[TASK REQUIREMENTS]:
[1] Answer these questions using the passage on cardioversion.
(a) What risk of polymorphic ventricular tachycardia comes with oral agents?
(b) Who should perform pharmacological cardioversion?
(c) How many peripheral intravenous lines must the patient have?
[2] Rewrite the passage on cardioversion between "There are many" and "must be recorded continuously.", inclusive, with "intensive care unit" replaced by "cardiac care unit".

[PROVIDED PASSAGE]:

□ □ □ □ □ □ □

Rhythms that can be cardioverted are atrial fibrillation/flutter (AF), supraventricular tachycardias (SVT), ventricular tachycardia or ventricular fibrillation. Synchronized cardioversion is appropriate for all of these rhythms except ventricular fibrillation or unstable ventricular tachycardia.

Indications

Three types of cardioversion can be used to attempt to change the rhythm of the heart. The initial evaluation for which type to use is the patient’s hemodynamic status. If the patient is hypotensive, has chest pain, altered mental status, or heart failure, immediate electrical cardioversion should be considered. Electrical cardioversion can be used for patients that are hemodynamically stable as well and is most likely to be successful but requires sedation. For patients that are hemodynamically stable, there are two additional options: for patients in supraventricular tachycardia, physical maneuvers that increase vagal tone can be attempted, or for SVT and AF, chemical cardioversion may be attempted. Maneuvers to increase vagal tone include having the person bear down and exhale against a closed glottis as if they are straining to have a bowel movement (Valsalva maneuver), or pressing on the carotid artery at the level of the bifurcation (carotid artery massage).

Chemical cardioversion involves treating with a medication to convert the rhythm back into a normal sinus rhythm. The success of the chemical cardioversion depends on many factors, including the underlying cause of the arrhythmia, and the duration of the arrhythmia.[4][5][6]

Contraindications

Pharmacological cardioversion is ideal for stable patients. For those who are hemodynamically unstable, immediate electrical cardioversion is indicated.

Equipment

There are many types of pharmacological agents available for acute cardioversion in patients with atrial arrhythmias, but all methods of pharmacological cardioversion are associated with risks of proarrhythmia. With the use of oral agents, there is a 2% risk of polymorphic ventricular tachycardia. Thus, it is vital to perform pharmacological cardioversion in a monitored setting like the intensive care unit. A defibrillator must be available nearly. Equipment for ACLS must be in the room. After successful cardioversion, the patient should be observed for at least 24 to 48 hours or until the QT interval normalizes.

One may use oral or intravenous agents. In the outpatient setting. Intravenous (IV) medications can be used, but the ECG and blood pressure must be recorded continuously.

Personnel

Pharmacological cardioversion should be performed by a cardiologist who has experience dealing with arrhythmias. The cardiologist must be familiar with the different antiarrhythmic agents and be aware of the potential arrhythmogenic potential of cardioversion.

Preparation

Pharmacological cardioversion can be done both as an inpatient or outpatient. Most experts recommend performing the procedure in a monitored setting. The patient should be fasting prior to the procedure. Both ECG and BP cuffs should be attached, and the patient must have two peripheral intravenous lines.

□ □ □ □ □ □ □

Stored data entries
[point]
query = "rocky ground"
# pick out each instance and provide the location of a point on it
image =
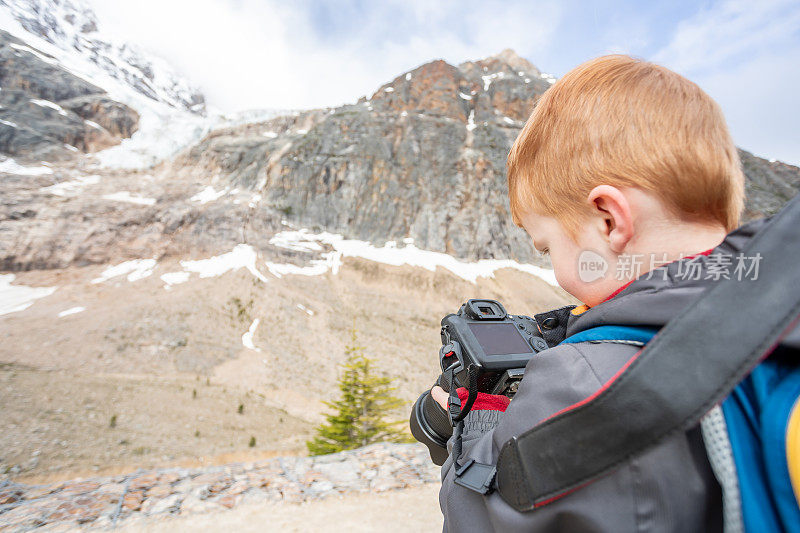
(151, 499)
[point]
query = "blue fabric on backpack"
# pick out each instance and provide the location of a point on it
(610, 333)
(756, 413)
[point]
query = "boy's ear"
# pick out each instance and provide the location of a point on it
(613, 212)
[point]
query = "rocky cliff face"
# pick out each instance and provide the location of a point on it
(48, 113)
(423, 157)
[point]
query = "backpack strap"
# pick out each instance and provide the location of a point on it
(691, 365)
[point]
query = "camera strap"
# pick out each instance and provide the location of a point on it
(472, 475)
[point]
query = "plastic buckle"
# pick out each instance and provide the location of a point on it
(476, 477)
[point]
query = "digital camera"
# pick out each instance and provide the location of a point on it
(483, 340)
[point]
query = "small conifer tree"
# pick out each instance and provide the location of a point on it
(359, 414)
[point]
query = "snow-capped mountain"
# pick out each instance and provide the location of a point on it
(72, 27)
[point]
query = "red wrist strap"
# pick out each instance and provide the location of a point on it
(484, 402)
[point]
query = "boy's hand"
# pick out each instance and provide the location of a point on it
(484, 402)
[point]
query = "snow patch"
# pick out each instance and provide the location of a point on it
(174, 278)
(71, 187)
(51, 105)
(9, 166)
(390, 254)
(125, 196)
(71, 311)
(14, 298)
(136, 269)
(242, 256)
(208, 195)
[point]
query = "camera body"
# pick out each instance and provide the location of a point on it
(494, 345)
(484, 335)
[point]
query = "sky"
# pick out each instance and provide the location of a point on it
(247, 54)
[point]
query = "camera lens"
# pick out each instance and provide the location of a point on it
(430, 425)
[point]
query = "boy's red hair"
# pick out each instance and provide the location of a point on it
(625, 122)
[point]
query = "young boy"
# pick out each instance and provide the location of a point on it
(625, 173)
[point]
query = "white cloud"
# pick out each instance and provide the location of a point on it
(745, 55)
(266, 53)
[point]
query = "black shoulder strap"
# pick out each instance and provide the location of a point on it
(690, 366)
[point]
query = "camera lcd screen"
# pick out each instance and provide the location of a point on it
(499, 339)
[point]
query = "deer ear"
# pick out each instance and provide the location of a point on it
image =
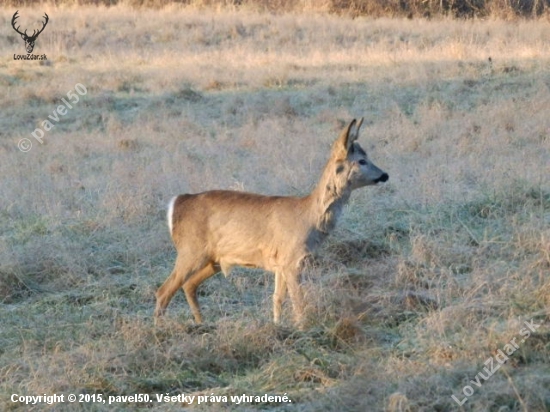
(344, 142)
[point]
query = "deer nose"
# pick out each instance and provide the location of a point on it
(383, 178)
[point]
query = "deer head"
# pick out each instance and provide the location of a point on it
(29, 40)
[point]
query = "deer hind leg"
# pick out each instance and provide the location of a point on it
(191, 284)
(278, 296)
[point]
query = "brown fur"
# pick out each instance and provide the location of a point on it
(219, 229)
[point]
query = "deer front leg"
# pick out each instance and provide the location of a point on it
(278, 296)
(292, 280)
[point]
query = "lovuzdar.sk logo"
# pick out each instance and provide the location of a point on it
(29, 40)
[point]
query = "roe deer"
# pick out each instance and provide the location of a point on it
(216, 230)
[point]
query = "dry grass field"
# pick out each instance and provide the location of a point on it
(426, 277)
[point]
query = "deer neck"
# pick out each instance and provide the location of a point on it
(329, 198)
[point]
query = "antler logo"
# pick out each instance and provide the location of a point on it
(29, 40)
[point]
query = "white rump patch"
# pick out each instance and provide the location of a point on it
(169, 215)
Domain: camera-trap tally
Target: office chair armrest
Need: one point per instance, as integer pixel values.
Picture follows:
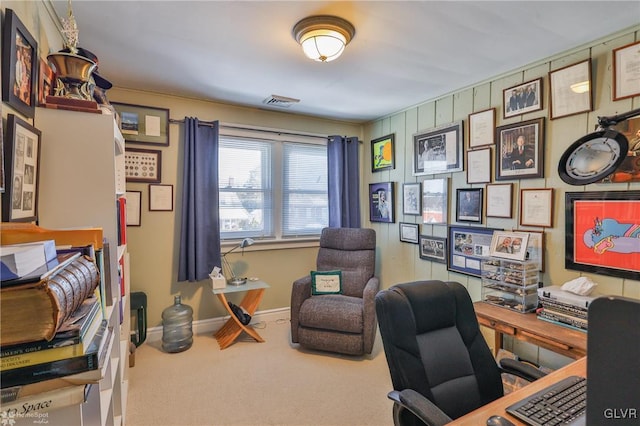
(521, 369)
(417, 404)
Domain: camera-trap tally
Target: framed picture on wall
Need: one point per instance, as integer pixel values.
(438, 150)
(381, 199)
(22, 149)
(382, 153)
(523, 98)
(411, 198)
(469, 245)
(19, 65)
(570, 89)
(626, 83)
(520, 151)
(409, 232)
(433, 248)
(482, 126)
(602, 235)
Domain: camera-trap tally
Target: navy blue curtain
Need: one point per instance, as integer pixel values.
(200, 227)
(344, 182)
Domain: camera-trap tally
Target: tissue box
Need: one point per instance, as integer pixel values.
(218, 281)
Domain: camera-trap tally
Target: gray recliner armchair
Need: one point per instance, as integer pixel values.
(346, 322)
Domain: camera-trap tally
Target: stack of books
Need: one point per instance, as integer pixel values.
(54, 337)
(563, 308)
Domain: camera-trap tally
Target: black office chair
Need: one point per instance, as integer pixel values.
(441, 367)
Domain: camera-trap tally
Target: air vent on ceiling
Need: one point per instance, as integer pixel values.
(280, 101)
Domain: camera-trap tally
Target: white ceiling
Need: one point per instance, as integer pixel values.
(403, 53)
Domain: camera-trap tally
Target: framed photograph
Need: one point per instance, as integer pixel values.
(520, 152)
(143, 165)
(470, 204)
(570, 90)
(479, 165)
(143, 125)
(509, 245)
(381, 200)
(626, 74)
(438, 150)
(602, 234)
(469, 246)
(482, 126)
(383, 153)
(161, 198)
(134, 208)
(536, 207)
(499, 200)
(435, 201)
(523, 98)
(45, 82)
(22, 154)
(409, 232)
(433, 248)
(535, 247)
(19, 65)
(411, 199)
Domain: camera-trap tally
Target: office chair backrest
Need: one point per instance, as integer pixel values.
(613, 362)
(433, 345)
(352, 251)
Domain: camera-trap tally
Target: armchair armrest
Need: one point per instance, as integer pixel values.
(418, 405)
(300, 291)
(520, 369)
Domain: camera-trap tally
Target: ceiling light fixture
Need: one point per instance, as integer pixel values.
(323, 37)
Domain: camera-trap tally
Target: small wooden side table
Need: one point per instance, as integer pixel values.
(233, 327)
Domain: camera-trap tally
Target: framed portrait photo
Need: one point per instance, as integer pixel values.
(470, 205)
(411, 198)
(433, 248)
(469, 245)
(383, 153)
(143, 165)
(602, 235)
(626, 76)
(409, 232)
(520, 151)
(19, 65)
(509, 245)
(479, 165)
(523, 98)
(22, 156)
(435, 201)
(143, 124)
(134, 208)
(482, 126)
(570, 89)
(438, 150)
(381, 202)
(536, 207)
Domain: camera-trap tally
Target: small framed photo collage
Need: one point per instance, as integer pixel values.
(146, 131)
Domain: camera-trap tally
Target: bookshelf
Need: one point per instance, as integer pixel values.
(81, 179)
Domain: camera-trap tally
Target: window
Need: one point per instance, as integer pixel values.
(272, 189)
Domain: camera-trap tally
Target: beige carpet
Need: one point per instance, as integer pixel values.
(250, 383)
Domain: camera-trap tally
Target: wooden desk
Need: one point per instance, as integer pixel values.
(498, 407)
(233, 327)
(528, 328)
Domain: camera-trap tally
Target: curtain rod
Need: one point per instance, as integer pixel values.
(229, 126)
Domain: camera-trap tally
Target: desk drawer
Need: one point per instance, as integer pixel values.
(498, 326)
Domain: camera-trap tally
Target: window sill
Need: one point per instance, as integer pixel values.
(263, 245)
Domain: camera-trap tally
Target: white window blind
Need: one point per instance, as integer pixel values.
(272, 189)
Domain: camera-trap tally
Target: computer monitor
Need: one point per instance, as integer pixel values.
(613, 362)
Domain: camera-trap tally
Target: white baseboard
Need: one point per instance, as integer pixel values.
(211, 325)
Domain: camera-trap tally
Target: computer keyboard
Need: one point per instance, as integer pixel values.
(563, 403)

□ □ □ □ □ □ □

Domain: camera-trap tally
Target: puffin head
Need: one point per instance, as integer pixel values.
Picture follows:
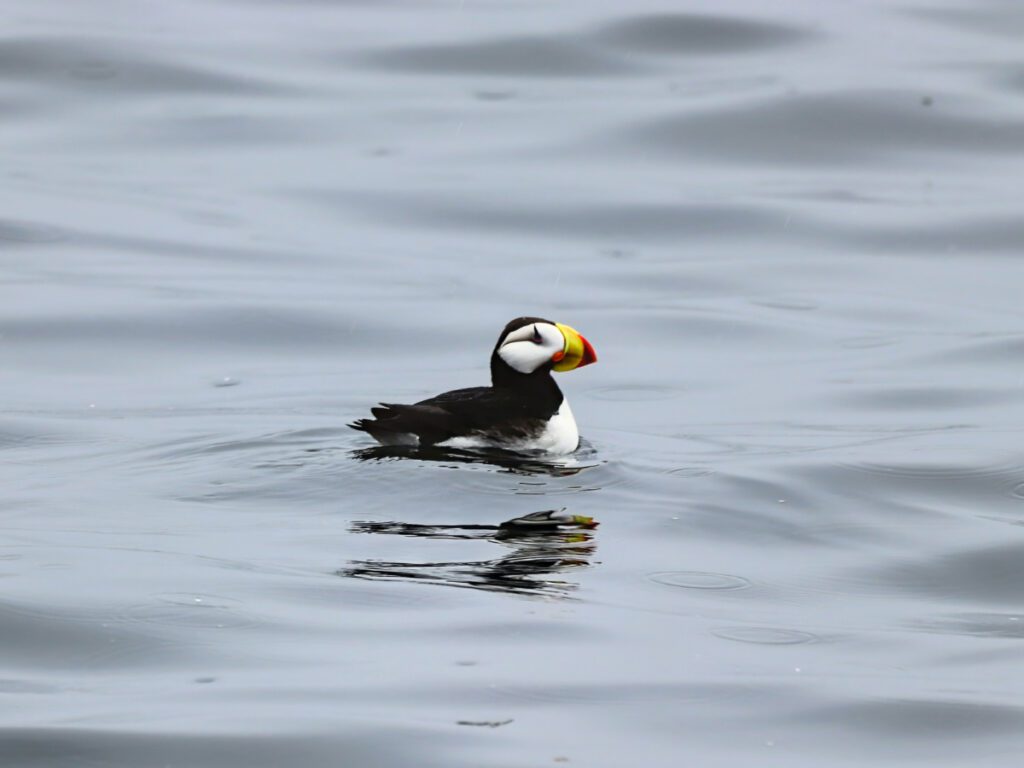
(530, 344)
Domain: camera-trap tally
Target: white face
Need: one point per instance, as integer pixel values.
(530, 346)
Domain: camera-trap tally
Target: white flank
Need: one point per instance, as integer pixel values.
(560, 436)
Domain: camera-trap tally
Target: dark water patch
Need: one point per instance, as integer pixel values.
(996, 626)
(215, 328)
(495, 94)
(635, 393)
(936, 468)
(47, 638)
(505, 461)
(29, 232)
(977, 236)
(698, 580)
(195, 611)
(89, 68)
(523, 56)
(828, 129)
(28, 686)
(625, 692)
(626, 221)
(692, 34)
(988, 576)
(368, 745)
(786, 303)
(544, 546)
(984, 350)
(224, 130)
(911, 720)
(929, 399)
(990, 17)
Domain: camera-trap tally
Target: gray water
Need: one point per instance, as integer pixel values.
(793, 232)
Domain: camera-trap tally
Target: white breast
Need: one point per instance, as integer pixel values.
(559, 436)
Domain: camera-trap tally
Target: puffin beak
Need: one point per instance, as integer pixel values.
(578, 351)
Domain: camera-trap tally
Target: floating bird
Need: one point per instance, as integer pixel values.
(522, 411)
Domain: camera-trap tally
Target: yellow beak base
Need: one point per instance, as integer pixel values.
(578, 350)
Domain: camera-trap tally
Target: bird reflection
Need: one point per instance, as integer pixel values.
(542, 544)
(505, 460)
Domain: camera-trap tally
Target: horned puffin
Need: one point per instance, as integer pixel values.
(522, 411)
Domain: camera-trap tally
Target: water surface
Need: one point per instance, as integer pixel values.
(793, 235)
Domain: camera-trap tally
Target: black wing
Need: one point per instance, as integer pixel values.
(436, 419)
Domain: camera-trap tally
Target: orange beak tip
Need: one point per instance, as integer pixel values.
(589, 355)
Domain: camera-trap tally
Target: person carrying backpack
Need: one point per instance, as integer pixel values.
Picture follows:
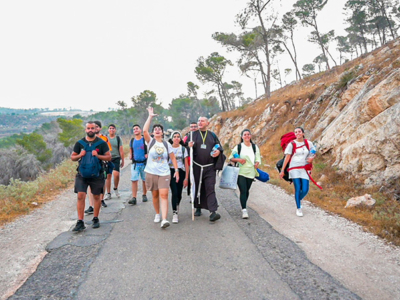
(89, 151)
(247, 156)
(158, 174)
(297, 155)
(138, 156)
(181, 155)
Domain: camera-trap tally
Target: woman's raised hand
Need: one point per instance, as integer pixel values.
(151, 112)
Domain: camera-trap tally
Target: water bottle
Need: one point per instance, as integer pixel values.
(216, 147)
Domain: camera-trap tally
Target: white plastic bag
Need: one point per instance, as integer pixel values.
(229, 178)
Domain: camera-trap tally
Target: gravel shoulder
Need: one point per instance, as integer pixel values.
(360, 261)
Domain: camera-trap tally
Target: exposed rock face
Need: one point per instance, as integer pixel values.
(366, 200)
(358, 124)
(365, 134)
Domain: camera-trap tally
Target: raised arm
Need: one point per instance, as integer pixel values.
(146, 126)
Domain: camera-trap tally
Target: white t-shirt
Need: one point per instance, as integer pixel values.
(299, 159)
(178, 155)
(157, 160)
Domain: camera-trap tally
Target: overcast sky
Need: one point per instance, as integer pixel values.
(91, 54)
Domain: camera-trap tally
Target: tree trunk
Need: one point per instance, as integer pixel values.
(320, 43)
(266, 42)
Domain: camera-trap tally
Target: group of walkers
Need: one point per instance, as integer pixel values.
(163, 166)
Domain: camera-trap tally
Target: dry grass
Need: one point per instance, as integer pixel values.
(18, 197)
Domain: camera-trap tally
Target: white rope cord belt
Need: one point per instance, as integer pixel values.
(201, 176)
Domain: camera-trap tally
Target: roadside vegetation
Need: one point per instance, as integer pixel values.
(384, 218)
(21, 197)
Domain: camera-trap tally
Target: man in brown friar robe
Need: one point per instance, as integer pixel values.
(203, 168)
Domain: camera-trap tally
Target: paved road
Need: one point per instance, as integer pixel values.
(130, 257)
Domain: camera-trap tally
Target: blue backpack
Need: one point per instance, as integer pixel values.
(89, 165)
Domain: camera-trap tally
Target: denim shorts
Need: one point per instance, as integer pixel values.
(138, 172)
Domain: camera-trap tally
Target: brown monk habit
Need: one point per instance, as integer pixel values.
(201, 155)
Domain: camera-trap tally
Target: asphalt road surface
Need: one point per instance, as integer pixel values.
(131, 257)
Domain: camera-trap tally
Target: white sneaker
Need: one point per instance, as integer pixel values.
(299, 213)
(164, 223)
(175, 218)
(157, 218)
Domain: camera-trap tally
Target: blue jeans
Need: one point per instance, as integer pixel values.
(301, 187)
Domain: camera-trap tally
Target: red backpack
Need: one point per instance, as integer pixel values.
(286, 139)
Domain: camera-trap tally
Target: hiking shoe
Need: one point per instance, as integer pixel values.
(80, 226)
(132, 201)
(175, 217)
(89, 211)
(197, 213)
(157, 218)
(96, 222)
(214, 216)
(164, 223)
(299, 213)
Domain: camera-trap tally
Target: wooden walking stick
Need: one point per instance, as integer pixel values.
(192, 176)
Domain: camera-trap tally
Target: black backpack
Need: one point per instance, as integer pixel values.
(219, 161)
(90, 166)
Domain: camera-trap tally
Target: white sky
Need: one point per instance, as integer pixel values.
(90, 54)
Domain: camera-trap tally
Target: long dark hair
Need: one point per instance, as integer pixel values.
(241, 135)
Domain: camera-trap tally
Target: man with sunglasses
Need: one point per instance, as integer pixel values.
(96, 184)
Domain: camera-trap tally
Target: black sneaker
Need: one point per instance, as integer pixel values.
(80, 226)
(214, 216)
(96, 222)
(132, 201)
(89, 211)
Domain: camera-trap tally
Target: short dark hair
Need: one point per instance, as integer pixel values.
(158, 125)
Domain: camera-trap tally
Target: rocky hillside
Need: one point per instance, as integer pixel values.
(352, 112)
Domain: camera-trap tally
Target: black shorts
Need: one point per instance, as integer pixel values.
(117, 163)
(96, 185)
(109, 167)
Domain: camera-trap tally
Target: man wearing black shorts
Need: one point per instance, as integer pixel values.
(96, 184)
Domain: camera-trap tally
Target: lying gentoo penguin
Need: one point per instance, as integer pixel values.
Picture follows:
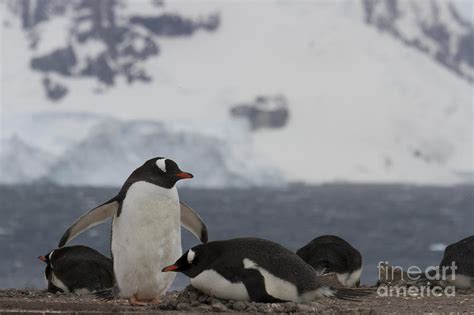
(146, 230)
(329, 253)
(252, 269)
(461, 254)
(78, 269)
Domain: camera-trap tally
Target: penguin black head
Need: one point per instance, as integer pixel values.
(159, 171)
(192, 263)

□ □ □ □ □ □ □

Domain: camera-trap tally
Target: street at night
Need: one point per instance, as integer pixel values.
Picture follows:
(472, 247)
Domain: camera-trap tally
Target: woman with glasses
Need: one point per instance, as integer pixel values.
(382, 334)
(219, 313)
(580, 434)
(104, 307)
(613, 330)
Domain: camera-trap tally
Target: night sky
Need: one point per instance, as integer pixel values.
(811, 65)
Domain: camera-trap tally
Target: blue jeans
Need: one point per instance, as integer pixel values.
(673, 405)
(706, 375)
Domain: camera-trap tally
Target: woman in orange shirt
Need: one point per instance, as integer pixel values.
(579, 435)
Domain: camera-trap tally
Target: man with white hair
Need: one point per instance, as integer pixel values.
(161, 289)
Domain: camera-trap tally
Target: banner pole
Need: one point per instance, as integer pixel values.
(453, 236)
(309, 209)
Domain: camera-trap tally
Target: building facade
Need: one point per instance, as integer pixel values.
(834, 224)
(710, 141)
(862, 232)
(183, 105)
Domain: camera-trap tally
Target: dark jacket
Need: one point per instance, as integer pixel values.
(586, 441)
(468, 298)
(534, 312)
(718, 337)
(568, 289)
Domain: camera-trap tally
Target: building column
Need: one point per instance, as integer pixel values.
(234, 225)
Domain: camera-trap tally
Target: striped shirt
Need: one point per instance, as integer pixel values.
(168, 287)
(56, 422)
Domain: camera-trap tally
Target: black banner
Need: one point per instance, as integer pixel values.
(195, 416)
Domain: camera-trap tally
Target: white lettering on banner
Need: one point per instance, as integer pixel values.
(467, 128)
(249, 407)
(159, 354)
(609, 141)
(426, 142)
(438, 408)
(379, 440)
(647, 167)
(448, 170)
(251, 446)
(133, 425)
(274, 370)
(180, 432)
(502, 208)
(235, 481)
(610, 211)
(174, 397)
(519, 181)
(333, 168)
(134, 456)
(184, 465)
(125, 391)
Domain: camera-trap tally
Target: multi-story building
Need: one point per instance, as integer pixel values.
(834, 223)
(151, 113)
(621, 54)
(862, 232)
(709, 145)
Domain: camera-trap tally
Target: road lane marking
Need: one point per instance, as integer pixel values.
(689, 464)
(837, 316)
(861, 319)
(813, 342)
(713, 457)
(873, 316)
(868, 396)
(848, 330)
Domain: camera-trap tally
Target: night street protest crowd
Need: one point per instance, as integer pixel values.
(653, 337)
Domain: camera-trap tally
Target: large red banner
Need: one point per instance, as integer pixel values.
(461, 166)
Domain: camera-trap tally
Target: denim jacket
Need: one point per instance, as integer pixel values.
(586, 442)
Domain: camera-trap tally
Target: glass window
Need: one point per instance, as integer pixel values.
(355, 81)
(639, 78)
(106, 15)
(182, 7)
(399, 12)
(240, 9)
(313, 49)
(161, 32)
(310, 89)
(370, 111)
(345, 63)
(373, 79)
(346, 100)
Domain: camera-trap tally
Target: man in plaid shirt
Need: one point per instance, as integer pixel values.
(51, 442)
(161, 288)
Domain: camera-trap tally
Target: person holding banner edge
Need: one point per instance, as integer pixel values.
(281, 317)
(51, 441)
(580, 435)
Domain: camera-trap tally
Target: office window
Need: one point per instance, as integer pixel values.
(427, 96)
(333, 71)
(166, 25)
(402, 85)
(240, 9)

□ □ □ □ □ □ □

[EXERCISE ANSWERS]:
[1]
(a) 2%
(b) A cardiologist who has experience dealing with arrhythmias
(c) Two

[2]
There are many types of pharmacological agents available for acute cardioversion in patients with atrial arrhythmias, but all methods of pharmacological cardioversion are associated with risks of proarrhythmia. With the use of oral agents, there is a 2% risk of polymorphic ventricular tachycardia. Thus, it is vital to perform pharmacological cardioversion in a monitored setting like the cardiac care unit. A defibrillator must be available nearly. Equipment for ACLS must be in the room. After successful cardioversion, the patient should be observed for at least 24 to 48 hours or until the QT interval normalizes.

One may use oral or intravenous agents. In the outpatient setting. Intravenous (IV) medications can be used, but the ECG and blood pressure must be recorded continuously.